====== DATA EXTRACT ======

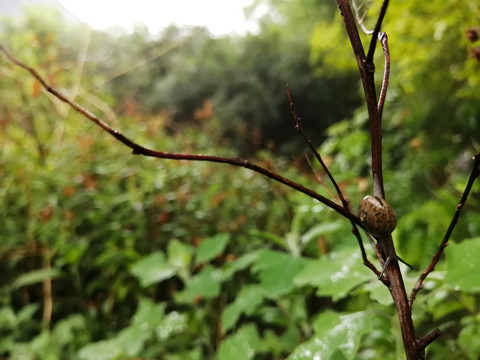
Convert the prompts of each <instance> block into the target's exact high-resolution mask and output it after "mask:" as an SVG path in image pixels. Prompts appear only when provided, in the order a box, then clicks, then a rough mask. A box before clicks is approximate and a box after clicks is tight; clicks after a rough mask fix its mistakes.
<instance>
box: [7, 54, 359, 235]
mask: <svg viewBox="0 0 480 360" xmlns="http://www.w3.org/2000/svg"><path fill="white" fill-rule="evenodd" d="M0 51H1V52H3V53H4V54H5V56H6V57H7V58H8V59H9V60H10V61H11V62H12V63H14V64H15V65H17V66H19V67H21V68H23V69H25V70H27V71H28V72H29V73H30V74H31V75H32V76H33V77H34V78H35V79H37V80H38V81H39V82H40V84H41V85H42V86H43V87H44V88H45V90H46V91H48V92H49V93H51V94H52V95H53V96H55V97H56V98H58V99H59V100H61V101H63V102H64V103H66V104H68V105H69V106H71V107H72V108H73V109H74V110H75V111H77V112H78V113H80V114H82V115H83V116H85V117H86V118H87V119H89V120H91V121H92V122H94V123H95V124H97V125H98V126H99V127H101V128H102V129H103V130H105V131H106V132H107V133H109V134H110V135H111V136H113V137H114V138H115V139H117V140H118V141H120V142H121V143H122V144H124V145H125V146H127V147H129V148H131V149H132V154H134V155H143V156H149V157H155V158H160V159H172V160H190V161H208V162H215V163H223V164H230V165H234V166H239V167H243V168H246V169H250V170H252V171H255V172H257V173H259V174H262V175H264V176H266V177H268V178H270V179H272V180H275V181H277V182H279V183H281V184H284V185H286V186H288V187H290V188H292V189H295V190H297V191H299V192H301V193H303V194H305V195H307V196H309V197H311V198H313V199H316V200H318V201H320V202H321V203H323V204H324V205H326V206H328V207H329V208H331V209H333V210H334V211H336V212H337V213H339V214H340V215H342V216H343V217H345V218H347V219H349V220H350V221H353V222H354V223H355V224H357V225H359V226H362V225H361V223H360V219H359V218H358V216H356V215H355V214H354V213H353V212H351V211H348V210H346V209H345V208H343V207H342V206H340V205H338V204H336V203H335V202H333V201H331V200H330V199H327V198H326V197H324V196H322V195H320V194H318V193H316V192H315V191H313V190H311V189H309V188H306V187H305V186H303V185H301V184H298V183H296V182H294V181H292V180H290V179H287V178H285V177H283V176H281V175H279V174H277V173H275V172H273V171H271V170H268V169H266V168H264V167H261V166H259V165H256V164H253V163H251V162H249V161H248V160H246V159H243V158H228V157H222V156H214V155H198V154H182V153H170V152H164V151H157V150H152V149H148V148H146V147H143V146H142V145H139V144H137V143H136V142H134V141H133V140H131V139H129V138H128V137H126V136H125V135H123V134H122V133H121V132H119V131H117V130H115V129H114V128H112V127H110V126H109V125H108V124H107V123H105V122H103V121H102V120H101V119H99V118H98V117H96V116H95V115H94V114H92V113H91V112H89V111H88V110H86V109H84V108H83V107H82V106H80V105H79V104H77V103H75V102H73V101H71V100H70V99H69V98H68V97H67V96H65V95H64V94H62V93H61V92H60V91H58V90H56V89H55V88H53V87H51V86H50V85H48V84H47V82H46V81H45V79H43V78H42V77H41V76H40V74H39V73H38V72H37V71H36V70H35V69H34V68H32V67H30V66H28V65H26V64H25V63H23V62H22V61H20V60H19V59H17V58H16V57H14V56H13V55H12V54H10V52H8V51H7V50H6V49H5V47H4V46H3V45H0Z"/></svg>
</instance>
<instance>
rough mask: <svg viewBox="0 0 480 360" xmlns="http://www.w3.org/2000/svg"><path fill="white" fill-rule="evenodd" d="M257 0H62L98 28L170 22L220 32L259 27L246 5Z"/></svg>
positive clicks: (123, 26) (132, 26)
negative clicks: (248, 21) (251, 21)
mask: <svg viewBox="0 0 480 360" xmlns="http://www.w3.org/2000/svg"><path fill="white" fill-rule="evenodd" d="M252 1H253V0H168V1H167V0H156V1H155V0H117V1H114V0H81V1H79V0H59V2H60V3H62V4H63V6H65V7H66V8H67V9H68V10H69V11H70V12H71V13H72V14H73V15H75V16H76V17H77V18H79V19H80V20H82V21H84V22H86V23H88V24H89V25H90V26H91V27H93V28H96V29H106V28H108V27H112V26H121V27H125V28H127V29H131V28H132V27H133V25H134V24H135V23H143V24H145V25H146V26H148V27H149V29H150V31H151V32H153V33H156V32H157V31H158V30H160V29H162V28H165V27H166V26H168V25H170V24H172V23H173V24H176V25H179V26H183V25H187V26H188V25H196V26H207V27H208V29H209V30H210V31H211V32H212V33H213V34H216V35H222V34H231V33H237V34H242V33H245V32H246V31H249V30H255V24H254V23H252V22H247V21H246V19H245V17H244V14H243V8H244V7H245V6H248V5H250V4H251V3H252Z"/></svg>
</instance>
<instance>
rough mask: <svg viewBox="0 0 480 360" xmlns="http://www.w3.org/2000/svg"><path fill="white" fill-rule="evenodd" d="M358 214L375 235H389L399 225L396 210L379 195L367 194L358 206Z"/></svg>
mask: <svg viewBox="0 0 480 360" xmlns="http://www.w3.org/2000/svg"><path fill="white" fill-rule="evenodd" d="M358 216H359V218H360V221H361V222H362V224H363V226H364V227H365V229H366V230H367V231H368V232H369V233H370V234H372V235H373V236H378V237H384V236H387V235H389V234H390V233H391V232H392V231H393V230H394V229H395V226H396V225H397V214H396V213H395V210H393V208H392V206H391V205H390V204H389V203H387V201H386V200H385V199H383V198H381V197H379V196H371V195H367V196H365V197H364V198H363V200H362V201H361V202H360V206H359V207H358Z"/></svg>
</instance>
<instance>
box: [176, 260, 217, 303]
mask: <svg viewBox="0 0 480 360" xmlns="http://www.w3.org/2000/svg"><path fill="white" fill-rule="evenodd" d="M222 281H223V276H222V271H221V270H219V269H215V268H214V267H213V266H210V265H208V266H206V267H205V268H204V269H203V270H202V271H201V272H200V274H198V275H196V276H195V277H193V278H192V279H191V281H190V282H189V283H188V284H187V287H186V288H185V290H183V291H181V292H179V293H177V294H176V295H175V296H176V300H178V301H180V302H193V301H195V299H196V298H197V297H202V298H206V299H212V298H214V297H217V296H218V295H219V294H220V284H221V283H222Z"/></svg>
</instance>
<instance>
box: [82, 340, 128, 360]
mask: <svg viewBox="0 0 480 360" xmlns="http://www.w3.org/2000/svg"><path fill="white" fill-rule="evenodd" d="M121 355H122V349H121V348H120V347H119V346H118V343H117V341H116V339H111V340H104V341H98V342H94V343H90V344H87V345H85V346H84V347H82V348H81V349H80V350H79V352H78V357H79V358H80V359H82V360H114V359H119V358H120V356H121Z"/></svg>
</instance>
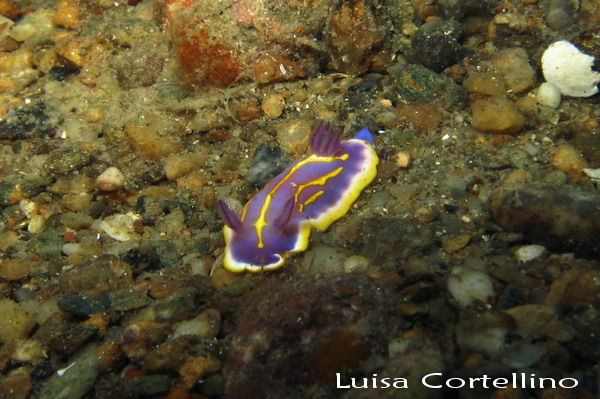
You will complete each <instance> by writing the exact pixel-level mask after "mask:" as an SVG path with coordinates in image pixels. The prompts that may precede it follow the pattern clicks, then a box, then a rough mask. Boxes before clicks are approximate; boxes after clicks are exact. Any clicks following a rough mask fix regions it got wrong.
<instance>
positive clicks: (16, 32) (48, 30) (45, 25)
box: [10, 10, 54, 42]
mask: <svg viewBox="0 0 600 399" xmlns="http://www.w3.org/2000/svg"><path fill="white" fill-rule="evenodd" d="M52 29H54V25H53V24H52V20H51V19H50V18H49V17H48V15H47V13H46V12H45V11H44V10H39V11H34V12H32V13H30V14H27V15H25V17H23V19H22V20H21V21H19V23H17V24H16V25H15V26H13V27H12V29H11V31H10V37H11V38H13V39H15V40H16V41H18V42H24V41H26V40H27V39H31V38H32V37H36V36H41V35H45V34H47V33H50V32H51V31H52Z"/></svg>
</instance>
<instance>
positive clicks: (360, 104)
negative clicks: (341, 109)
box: [345, 73, 382, 108]
mask: <svg viewBox="0 0 600 399" xmlns="http://www.w3.org/2000/svg"><path fill="white" fill-rule="evenodd" d="M381 79H382V76H381V75H380V74H376V73H371V74H368V75H366V76H365V77H364V78H363V79H362V80H361V81H360V82H358V83H357V84H355V85H353V86H350V87H348V91H347V93H346V96H345V97H346V98H347V99H348V105H349V106H350V107H352V108H365V107H366V106H367V105H368V102H369V101H370V100H372V99H374V98H376V96H377V92H378V91H380V90H381Z"/></svg>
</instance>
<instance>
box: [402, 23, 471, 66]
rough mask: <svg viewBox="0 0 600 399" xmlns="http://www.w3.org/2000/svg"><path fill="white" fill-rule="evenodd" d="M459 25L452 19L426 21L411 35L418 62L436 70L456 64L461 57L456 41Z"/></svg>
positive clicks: (462, 51) (462, 48)
mask: <svg viewBox="0 0 600 399" xmlns="http://www.w3.org/2000/svg"><path fill="white" fill-rule="evenodd" d="M459 34H460V25H459V24H458V22H456V21H453V20H447V21H435V22H428V23H426V24H424V25H423V26H421V28H419V30H418V31H417V33H415V35H414V36H413V39H412V42H411V45H412V48H413V50H414V51H415V57H416V58H417V59H418V60H419V62H420V63H421V64H422V65H423V66H425V67H426V68H429V69H431V70H434V71H436V72H441V71H443V70H444V69H446V68H448V67H449V66H452V65H454V64H456V63H457V62H458V61H459V60H460V59H461V58H462V57H463V48H462V46H461V45H460V43H459V42H458V40H457V39H458V35H459Z"/></svg>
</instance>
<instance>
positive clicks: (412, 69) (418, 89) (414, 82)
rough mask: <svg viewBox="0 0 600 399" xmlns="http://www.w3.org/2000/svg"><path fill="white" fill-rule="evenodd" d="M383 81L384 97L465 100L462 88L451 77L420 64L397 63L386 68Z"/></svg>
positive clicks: (418, 102) (453, 101)
mask: <svg viewBox="0 0 600 399" xmlns="http://www.w3.org/2000/svg"><path fill="white" fill-rule="evenodd" d="M388 73H389V76H388V77H386V78H385V79H384V81H383V90H384V93H385V94H386V98H389V99H392V100H395V101H400V102H408V103H423V102H429V101H433V100H436V99H441V100H445V101H448V102H450V103H462V102H464V101H466V94H465V92H464V90H463V89H462V88H461V87H460V86H458V85H457V84H456V83H455V82H454V81H453V80H452V79H450V78H448V77H446V76H442V75H439V74H437V73H435V72H434V71H432V70H430V69H427V68H425V67H423V66H421V65H402V64H397V65H393V66H391V67H390V68H388Z"/></svg>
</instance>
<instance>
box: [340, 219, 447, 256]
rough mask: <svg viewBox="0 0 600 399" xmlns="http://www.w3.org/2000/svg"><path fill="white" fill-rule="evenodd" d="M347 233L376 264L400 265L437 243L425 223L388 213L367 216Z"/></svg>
mask: <svg viewBox="0 0 600 399" xmlns="http://www.w3.org/2000/svg"><path fill="white" fill-rule="evenodd" d="M347 235H348V241H349V242H351V243H352V245H354V246H355V248H356V249H357V250H358V251H359V252H360V253H361V254H362V255H363V256H365V257H366V258H368V259H371V260H372V263H375V264H377V263H379V264H392V265H393V264H397V263H398V262H399V261H400V260H405V259H406V258H408V257H409V256H411V255H414V254H418V253H422V252H424V251H426V250H427V249H428V248H430V247H431V246H432V245H433V244H434V242H435V241H434V236H433V233H432V232H431V231H430V229H429V228H428V227H427V225H425V224H424V223H421V222H419V221H416V220H410V219H399V218H392V217H387V216H374V217H371V218H368V219H365V220H363V221H362V222H360V223H359V224H358V226H357V227H356V228H355V229H353V230H351V231H349V232H348V233H347Z"/></svg>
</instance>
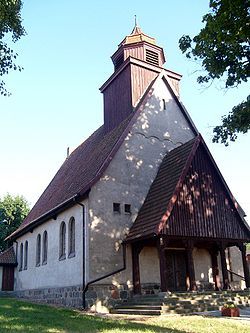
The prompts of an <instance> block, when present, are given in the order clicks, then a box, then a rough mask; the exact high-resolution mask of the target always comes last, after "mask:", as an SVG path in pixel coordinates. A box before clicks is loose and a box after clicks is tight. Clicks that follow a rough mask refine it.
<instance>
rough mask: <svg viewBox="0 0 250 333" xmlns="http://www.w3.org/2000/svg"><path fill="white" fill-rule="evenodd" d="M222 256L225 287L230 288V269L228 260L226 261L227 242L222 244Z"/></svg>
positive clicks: (225, 288) (221, 260)
mask: <svg viewBox="0 0 250 333" xmlns="http://www.w3.org/2000/svg"><path fill="white" fill-rule="evenodd" d="M219 248H220V257H221V271H222V278H223V289H224V290H226V289H229V279H228V270H227V262H226V254H225V249H226V246H225V244H223V243H222V244H220V246H219Z"/></svg>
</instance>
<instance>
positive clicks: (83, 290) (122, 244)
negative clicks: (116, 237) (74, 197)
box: [75, 200, 126, 310]
mask: <svg viewBox="0 0 250 333" xmlns="http://www.w3.org/2000/svg"><path fill="white" fill-rule="evenodd" d="M75 202H76V204H78V205H79V206H81V207H82V224H83V240H82V243H83V247H82V256H83V272H82V274H83V279H82V307H83V309H84V310H85V309H86V292H87V290H88V287H89V285H90V284H92V283H95V282H98V281H100V280H103V279H105V278H107V277H109V276H111V275H114V274H117V273H120V272H121V271H124V270H125V269H126V244H124V243H123V244H122V256H123V265H122V267H121V268H119V269H117V270H115V271H113V272H110V273H107V274H105V275H103V276H101V277H99V278H97V279H94V280H91V281H89V282H88V283H86V275H85V268H86V251H85V245H86V239H85V234H86V226H85V206H84V205H83V204H82V203H81V202H79V201H76V200H75Z"/></svg>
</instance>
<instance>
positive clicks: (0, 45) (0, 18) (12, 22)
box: [0, 0, 25, 96]
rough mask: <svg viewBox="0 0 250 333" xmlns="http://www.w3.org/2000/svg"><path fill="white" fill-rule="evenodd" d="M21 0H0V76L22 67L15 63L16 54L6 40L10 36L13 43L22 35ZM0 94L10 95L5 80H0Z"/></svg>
mask: <svg viewBox="0 0 250 333" xmlns="http://www.w3.org/2000/svg"><path fill="white" fill-rule="evenodd" d="M21 9H22V1H20V0H0V76H1V77H2V76H4V75H6V74H8V73H9V71H10V70H12V69H14V70H19V71H21V70H22V68H21V67H20V66H18V65H17V64H16V62H15V61H16V58H17V56H18V54H17V53H15V52H14V51H13V50H12V49H11V47H9V46H8V44H7V41H8V40H9V37H10V36H11V39H12V42H13V43H15V42H16V41H18V40H19V39H20V38H21V37H22V36H23V35H25V30H24V28H23V26H22V19H21ZM0 93H1V95H4V96H7V95H10V94H9V92H8V91H7V90H6V88H5V82H4V81H3V80H0Z"/></svg>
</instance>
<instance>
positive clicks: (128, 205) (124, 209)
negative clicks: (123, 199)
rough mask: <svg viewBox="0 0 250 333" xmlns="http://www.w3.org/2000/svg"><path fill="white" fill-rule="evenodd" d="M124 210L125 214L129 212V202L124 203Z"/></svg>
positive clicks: (129, 210)
mask: <svg viewBox="0 0 250 333" xmlns="http://www.w3.org/2000/svg"><path fill="white" fill-rule="evenodd" d="M124 212H125V214H131V205H130V204H125V205H124Z"/></svg>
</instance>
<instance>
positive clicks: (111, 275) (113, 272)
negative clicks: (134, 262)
mask: <svg viewBox="0 0 250 333" xmlns="http://www.w3.org/2000/svg"><path fill="white" fill-rule="evenodd" d="M122 257H123V265H122V267H121V268H119V269H117V270H115V271H113V272H110V273H107V274H105V275H103V276H101V277H99V278H96V279H94V280H91V281H89V282H88V283H87V284H86V285H85V287H84V289H83V295H84V296H83V299H84V302H86V297H85V295H86V292H87V290H88V287H89V286H90V285H91V284H92V283H95V282H98V281H100V280H103V279H105V278H107V277H109V276H112V275H114V274H118V273H120V272H122V271H124V270H125V269H126V244H125V243H122ZM84 305H85V307H84V309H86V304H85V303H84Z"/></svg>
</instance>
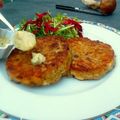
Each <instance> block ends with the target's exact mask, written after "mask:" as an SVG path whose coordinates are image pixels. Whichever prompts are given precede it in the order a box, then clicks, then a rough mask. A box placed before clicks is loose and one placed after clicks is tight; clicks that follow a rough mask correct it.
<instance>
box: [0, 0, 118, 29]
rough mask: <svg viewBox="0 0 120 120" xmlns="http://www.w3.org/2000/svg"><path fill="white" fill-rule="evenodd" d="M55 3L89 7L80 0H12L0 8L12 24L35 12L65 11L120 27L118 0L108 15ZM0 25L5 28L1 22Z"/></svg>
mask: <svg viewBox="0 0 120 120" xmlns="http://www.w3.org/2000/svg"><path fill="white" fill-rule="evenodd" d="M56 4H60V5H67V6H68V5H72V6H73V7H79V8H83V9H89V8H87V7H86V6H85V5H83V4H82V3H81V2H80V0H64V1H63V0H14V2H8V3H5V4H4V6H3V8H2V9H1V10H0V11H1V12H2V14H3V15H4V16H5V17H6V18H7V19H8V20H9V21H10V23H11V24H12V25H16V24H18V23H19V22H20V21H21V20H22V19H23V18H27V19H30V18H33V17H34V15H35V13H36V12H45V11H50V12H51V13H52V15H56V14H57V13H66V14H67V15H68V16H70V17H78V18H80V19H82V20H88V21H93V22H99V23H103V24H105V25H107V26H110V27H114V28H116V29H120V22H119V21H120V0H117V7H116V10H115V11H114V13H113V14H111V15H108V16H97V15H91V14H85V13H79V12H73V11H66V10H60V9H56ZM0 27H2V28H7V27H6V26H5V25H4V24H3V23H2V22H0Z"/></svg>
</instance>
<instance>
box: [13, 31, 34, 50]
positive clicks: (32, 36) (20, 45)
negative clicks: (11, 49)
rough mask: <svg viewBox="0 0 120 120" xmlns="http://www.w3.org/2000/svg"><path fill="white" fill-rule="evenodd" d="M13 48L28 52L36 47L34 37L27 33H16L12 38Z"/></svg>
mask: <svg viewBox="0 0 120 120" xmlns="http://www.w3.org/2000/svg"><path fill="white" fill-rule="evenodd" d="M13 44H14V46H15V48H17V49H19V50H22V51H28V50H30V49H32V48H33V47H34V46H35V45H36V38H35V35H34V34H32V33H30V32H27V31H16V32H15V34H14V36H13Z"/></svg>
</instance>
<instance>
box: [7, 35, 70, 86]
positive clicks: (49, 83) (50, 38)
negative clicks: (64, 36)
mask: <svg viewBox="0 0 120 120" xmlns="http://www.w3.org/2000/svg"><path fill="white" fill-rule="evenodd" d="M32 52H40V53H42V54H43V55H44V56H45V57H46V61H45V63H43V64H41V65H33V64H32V63H31V61H30V60H31V54H32ZM70 63H71V54H70V51H69V47H68V44H67V43H66V42H65V40H64V39H63V38H62V37H58V36H47V37H43V38H38V39H37V45H36V46H35V48H34V49H32V50H31V51H28V52H22V51H20V50H18V49H15V50H13V51H12V53H11V54H10V55H9V57H8V59H7V61H6V69H7V72H8V74H9V76H10V77H11V80H13V81H15V82H18V83H21V84H24V85H28V86H41V85H49V84H53V83H56V82H57V81H59V80H60V78H61V77H62V76H63V75H65V74H66V72H67V71H68V69H69V66H70Z"/></svg>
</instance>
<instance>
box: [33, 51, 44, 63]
mask: <svg viewBox="0 0 120 120" xmlns="http://www.w3.org/2000/svg"><path fill="white" fill-rule="evenodd" d="M45 60H46V58H45V56H44V55H43V54H41V53H34V52H33V53H32V59H31V62H32V64H33V65H39V64H42V63H44V62H45Z"/></svg>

======

EXERCISE DESCRIPTION: Your answer should reproduce each line of the listing that holds the word "given".

THE COMPLETED TASK:
The prompts of an <instance> block, when present, are given in the order clicks, then a box, then a rough mask; the exact high-resolution mask of the target always comes last, after "mask:", as an SVG path in pixel coordinates. A box before clicks is loose and a box after clicks is tight. Clicks that follow a rough mask refine it.
Each <instance> block ends with the target's exact mask, written after "mask:" as an SVG path whose coordinates are image pixels. Whichever prompts are given precede it in the order a box, then clicks, then a rough mask. A box placed before clicks is loose and one placed after clicks is tight; clicks that follow a rough mask correct it.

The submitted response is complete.